▶ ACTIVITÉ 1
Dans le texte fourni, recopiez tout le passage qui va de « S’agissant de concurrencer » jusqu'à « ce projet ? ».

▶ TEXTE FOURNI
Jean-Luc Racine : Il faut d’abord rappeler que l’Inde l’a annoncé parce qu’elle était la présidente du G20. Le projet a été présenté et signé par plusieurs pays : l’Inde, les Etats-Unis, l’Union Européenne, l’Arabie Saoudite, les Emirats Arabes Unis, Israël, la France, l’Italie et l’Allemagne. Sur le fond, il s’agit de faciliter aussi bien les transports maritimes que terrestres. 

S’agissant de concurrencer les routes de la soie, la question est inévitable. Mais l’ambition manifestée par Xi Jinping en 2013 quand il a lancé les routes de la soie (Bel and Road Initiative) et l’effort fait par la Chine depuis 10 ans est d’une ampleur beaucoup plus large. Ça touche des continents entiers. Ce projet va concurrencer les routes chinoises de la soie et un autre projet qui se concrétise difficilement : le corridor Nord-Sud qui est sensé relier l’Inde via l’Iran et le Caucase jusqu’à la Russie puis l’Europe. 

C’est la guerre en Ukraine et la coupure des Occidentaux avec la Russie qui a relancé ce projet ?

▶ LES DONNÉES
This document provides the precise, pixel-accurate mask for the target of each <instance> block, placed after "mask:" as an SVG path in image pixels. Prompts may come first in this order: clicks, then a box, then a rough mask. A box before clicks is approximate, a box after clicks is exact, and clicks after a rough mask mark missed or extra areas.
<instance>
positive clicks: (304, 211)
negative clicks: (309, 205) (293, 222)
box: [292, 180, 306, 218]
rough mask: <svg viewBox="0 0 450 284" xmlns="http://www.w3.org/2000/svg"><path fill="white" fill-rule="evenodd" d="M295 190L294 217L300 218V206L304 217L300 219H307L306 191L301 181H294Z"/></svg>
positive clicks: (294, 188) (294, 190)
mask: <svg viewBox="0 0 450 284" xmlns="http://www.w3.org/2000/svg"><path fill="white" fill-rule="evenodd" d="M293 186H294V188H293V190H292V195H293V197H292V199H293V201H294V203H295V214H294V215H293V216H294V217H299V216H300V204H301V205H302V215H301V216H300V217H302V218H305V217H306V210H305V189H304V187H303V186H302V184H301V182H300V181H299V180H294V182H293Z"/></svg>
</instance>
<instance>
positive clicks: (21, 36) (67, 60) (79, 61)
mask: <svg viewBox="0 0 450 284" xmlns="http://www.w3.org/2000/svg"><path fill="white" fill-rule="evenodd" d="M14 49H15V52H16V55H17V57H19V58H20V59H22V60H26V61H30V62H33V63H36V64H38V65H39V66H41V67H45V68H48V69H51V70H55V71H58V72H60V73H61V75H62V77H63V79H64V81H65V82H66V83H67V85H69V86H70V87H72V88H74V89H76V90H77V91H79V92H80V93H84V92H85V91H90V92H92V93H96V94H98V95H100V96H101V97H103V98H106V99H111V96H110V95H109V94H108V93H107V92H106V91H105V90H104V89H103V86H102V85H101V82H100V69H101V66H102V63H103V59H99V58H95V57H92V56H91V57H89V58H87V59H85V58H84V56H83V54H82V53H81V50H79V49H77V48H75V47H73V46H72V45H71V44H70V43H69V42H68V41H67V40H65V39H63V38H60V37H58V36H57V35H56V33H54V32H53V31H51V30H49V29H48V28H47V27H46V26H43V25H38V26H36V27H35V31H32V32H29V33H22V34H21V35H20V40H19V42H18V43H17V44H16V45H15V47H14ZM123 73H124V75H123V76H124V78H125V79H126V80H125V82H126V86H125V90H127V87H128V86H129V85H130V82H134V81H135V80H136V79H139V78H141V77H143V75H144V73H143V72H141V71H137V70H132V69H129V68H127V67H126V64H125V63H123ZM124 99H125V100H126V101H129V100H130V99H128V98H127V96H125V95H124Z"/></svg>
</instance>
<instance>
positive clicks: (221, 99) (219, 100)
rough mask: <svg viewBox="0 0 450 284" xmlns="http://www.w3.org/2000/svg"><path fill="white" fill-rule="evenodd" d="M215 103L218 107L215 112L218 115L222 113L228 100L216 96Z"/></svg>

...

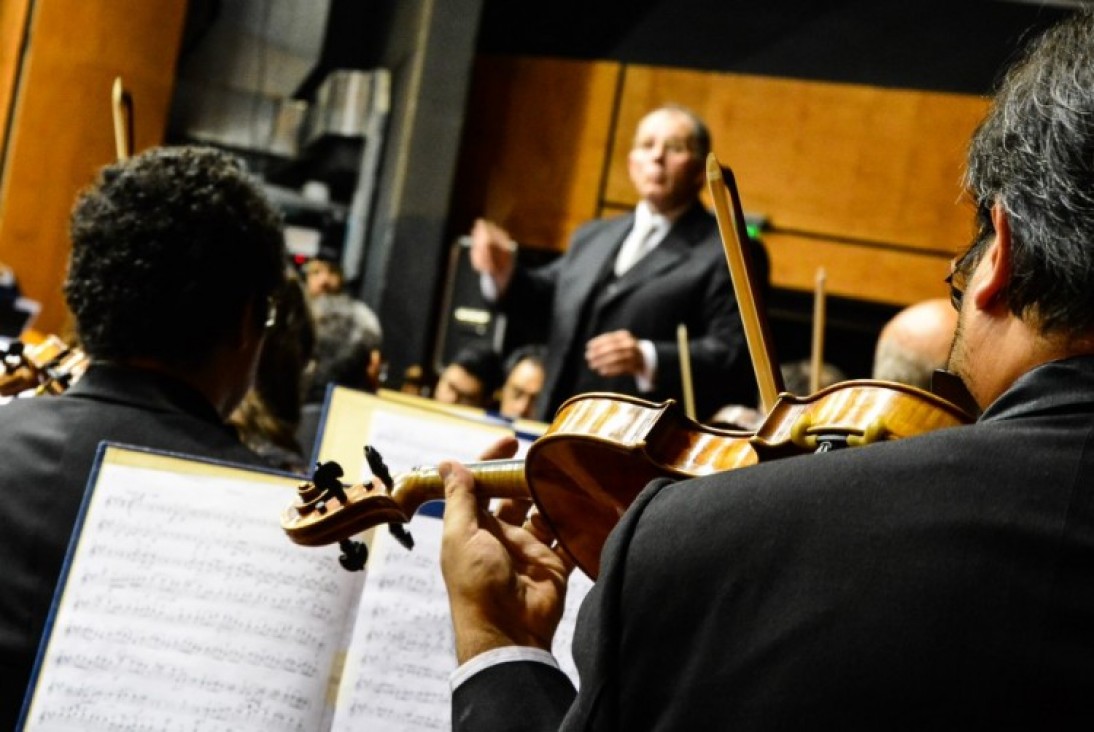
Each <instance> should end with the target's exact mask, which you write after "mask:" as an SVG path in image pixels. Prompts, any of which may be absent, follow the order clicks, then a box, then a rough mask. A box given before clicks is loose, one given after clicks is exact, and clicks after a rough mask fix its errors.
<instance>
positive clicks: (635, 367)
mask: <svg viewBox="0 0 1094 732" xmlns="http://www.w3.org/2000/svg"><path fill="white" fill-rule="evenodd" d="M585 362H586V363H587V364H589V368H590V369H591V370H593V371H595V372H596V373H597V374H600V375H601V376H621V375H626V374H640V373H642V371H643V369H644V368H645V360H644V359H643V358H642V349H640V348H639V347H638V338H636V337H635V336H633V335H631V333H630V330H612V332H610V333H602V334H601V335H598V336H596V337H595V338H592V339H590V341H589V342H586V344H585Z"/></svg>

==

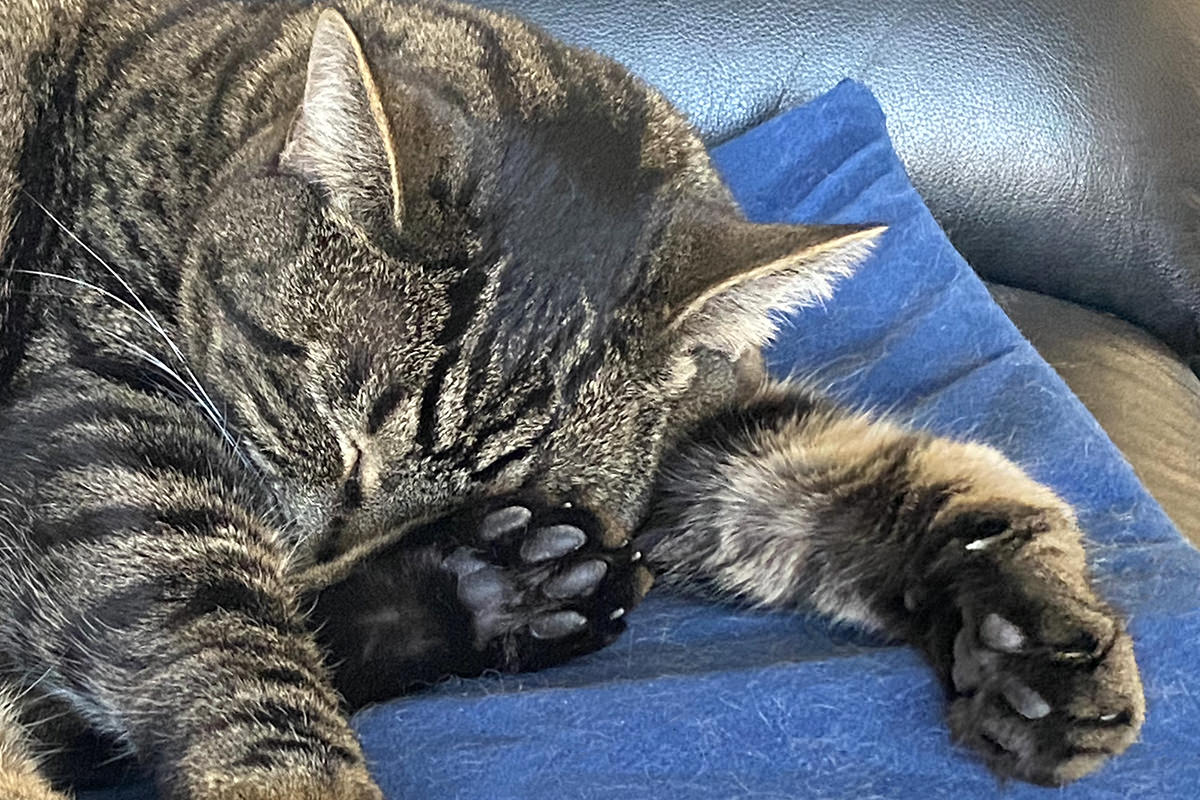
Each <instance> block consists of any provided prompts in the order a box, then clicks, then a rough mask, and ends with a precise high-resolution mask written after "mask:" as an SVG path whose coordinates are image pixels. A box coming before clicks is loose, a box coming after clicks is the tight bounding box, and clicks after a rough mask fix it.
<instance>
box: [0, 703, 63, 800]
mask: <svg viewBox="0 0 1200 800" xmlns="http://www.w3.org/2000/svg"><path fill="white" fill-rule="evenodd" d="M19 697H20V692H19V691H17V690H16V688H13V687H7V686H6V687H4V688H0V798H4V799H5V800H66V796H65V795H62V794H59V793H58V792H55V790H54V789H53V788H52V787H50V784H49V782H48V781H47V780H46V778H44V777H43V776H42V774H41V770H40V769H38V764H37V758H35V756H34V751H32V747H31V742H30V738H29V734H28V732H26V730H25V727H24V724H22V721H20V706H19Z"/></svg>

▶ ACTIVITÉ 2
Relevez chaque ligne des enregistrements où figure la chaîne « with », en tenant compte des majuscules et des minuscules.

▶ RÉSULTAT ATTENDU 1
S’agissant de concurrencer les routes de la soie, la question est inévitable. Mais l’ambition manifestée par Xi Jinping en 2013 quand il a lancé les routes de la soie (Bel and Road Initiative) et l’effort fait par la Chine depuis 10 ans est d’une ampleur beaucoup plus large. Ça touche des continents entiers. Ce projet va concurrencer les routes chinoises de la soie et un autre projet qui se concrétise difficilement : le corridor Nord-Sud qui est sensé relier l’Inde via l’Iran et le Caucase jusqu’à la Russie puis l’Europe. 

C’est la guerre en Ukraine et la coupure des Occidentaux avec la Russie qui a relancé ce projet ?

▶ RÉSULTAT ATTENDU 2
Each <instance> should end with the target's exact mask, which you write after "mask:" as an SVG path in image pixels. Prompts, any of which may be absent, follow the order clicks, then a box, then a rough mask. A box given before clicks is loose, one given after clicks is exact, and clicks after a rough mask fix its errors.
Each <instance> block consists of any provided prompts in the order a box, then clicks, then a rough mask, and ends with a precise high-resolution mask written after "mask:" as an SVG path whose coordinates are image pixels. A box coming before clicks is loose, a box coming after clicks is the tight bounding box, and clicks after a rough mask fix it.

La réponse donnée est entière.